(Point placement records)
━━━━━━━━━━━━━━━━━━━━━━━━━━━━━━

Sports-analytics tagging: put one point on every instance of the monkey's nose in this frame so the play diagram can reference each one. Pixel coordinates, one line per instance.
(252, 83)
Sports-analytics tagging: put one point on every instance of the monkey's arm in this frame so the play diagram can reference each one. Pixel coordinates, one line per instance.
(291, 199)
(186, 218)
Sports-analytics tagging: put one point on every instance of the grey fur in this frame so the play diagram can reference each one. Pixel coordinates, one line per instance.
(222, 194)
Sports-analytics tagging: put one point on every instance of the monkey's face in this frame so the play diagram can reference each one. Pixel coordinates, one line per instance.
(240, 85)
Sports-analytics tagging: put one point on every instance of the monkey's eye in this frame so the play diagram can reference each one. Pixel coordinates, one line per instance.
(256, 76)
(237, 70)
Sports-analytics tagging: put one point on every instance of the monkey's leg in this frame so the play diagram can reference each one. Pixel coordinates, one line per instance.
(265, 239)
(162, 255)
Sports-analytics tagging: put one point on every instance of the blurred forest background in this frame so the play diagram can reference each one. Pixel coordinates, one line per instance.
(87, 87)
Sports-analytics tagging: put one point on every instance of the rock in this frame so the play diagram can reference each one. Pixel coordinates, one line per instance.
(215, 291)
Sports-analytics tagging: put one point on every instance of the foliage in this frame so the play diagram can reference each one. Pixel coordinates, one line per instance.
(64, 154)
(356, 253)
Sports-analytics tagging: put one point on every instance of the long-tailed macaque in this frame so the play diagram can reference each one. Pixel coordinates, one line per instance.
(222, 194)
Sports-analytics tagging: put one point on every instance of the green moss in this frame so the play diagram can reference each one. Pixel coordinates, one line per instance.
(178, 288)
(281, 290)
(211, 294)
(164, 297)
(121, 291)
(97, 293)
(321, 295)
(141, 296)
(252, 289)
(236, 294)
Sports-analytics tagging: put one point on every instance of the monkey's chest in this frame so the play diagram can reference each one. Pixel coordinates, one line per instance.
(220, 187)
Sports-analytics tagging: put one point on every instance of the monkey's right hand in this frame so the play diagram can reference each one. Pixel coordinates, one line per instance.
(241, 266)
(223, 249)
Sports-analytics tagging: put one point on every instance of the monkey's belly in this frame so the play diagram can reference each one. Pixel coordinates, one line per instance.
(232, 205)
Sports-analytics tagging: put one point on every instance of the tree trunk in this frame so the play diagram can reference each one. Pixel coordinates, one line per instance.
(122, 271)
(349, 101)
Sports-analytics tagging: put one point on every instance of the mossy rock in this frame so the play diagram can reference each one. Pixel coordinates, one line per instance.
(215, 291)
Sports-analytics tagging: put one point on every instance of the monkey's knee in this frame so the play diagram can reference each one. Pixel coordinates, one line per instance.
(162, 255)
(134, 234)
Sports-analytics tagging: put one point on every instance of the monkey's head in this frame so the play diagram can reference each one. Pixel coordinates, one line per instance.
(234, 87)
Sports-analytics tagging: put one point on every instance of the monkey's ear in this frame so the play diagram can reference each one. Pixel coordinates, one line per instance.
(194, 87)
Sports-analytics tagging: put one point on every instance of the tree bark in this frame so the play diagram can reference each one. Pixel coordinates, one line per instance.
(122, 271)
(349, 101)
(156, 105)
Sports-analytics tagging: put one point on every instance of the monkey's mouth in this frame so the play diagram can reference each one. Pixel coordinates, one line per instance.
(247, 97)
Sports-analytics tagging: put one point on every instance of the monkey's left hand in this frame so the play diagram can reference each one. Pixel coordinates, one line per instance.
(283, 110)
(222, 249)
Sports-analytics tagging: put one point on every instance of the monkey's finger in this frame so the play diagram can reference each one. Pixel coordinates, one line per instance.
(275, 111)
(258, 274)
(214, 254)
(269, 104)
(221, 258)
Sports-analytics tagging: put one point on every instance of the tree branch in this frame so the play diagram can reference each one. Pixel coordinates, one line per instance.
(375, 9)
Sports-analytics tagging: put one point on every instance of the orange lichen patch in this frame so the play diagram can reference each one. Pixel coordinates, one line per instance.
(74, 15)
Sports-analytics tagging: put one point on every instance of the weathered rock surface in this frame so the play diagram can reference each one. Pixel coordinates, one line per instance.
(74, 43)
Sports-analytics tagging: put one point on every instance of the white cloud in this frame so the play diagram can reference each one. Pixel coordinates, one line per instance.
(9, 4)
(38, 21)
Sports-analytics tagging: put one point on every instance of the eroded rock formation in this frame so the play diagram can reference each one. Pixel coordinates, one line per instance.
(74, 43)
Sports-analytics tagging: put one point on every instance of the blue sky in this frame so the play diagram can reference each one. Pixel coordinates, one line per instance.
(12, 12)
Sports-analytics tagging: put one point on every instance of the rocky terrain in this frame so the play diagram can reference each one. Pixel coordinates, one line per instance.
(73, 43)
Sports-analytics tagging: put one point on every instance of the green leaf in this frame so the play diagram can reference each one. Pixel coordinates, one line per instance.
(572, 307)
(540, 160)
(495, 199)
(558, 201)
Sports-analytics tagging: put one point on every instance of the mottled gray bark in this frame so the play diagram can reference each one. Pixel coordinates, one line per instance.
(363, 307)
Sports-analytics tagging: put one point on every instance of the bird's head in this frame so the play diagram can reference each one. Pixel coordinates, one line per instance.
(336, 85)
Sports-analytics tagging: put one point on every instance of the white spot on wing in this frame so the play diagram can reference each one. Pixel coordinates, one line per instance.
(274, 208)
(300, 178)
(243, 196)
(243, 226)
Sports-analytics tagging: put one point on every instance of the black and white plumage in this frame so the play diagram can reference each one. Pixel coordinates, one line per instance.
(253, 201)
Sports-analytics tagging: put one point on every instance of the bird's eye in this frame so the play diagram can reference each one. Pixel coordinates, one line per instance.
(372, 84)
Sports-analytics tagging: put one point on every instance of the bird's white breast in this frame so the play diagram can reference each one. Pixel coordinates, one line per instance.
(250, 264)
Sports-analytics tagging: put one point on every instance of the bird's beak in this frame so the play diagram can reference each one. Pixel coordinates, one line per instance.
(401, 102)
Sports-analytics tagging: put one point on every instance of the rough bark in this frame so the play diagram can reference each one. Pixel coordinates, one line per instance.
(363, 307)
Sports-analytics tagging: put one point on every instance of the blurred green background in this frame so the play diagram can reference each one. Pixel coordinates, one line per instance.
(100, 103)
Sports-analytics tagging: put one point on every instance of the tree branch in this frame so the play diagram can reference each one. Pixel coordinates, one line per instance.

━━━━━━━━━━━━━━━━━━━━━━━━━━━━━━

Give back the lines above exactly, from the one with "of the rough" through the last line.

Written reply:
Sports-analytics tagging: put one point on every instance of the rough bark in this frame so the play diagram can reference each one. Pixel coordinates, one line per instance.
(363, 307)
Sports-analytics tagging: put one point on every instance of the blurred green background in this frame so the play diagram can reference each one. Pixel coordinates, one line per instance.
(100, 103)
Sports-analytics tagging: put one point on every instance of the tree branch in this frame so the play diagram can reference each one. Pixel coordinates, one line per instance.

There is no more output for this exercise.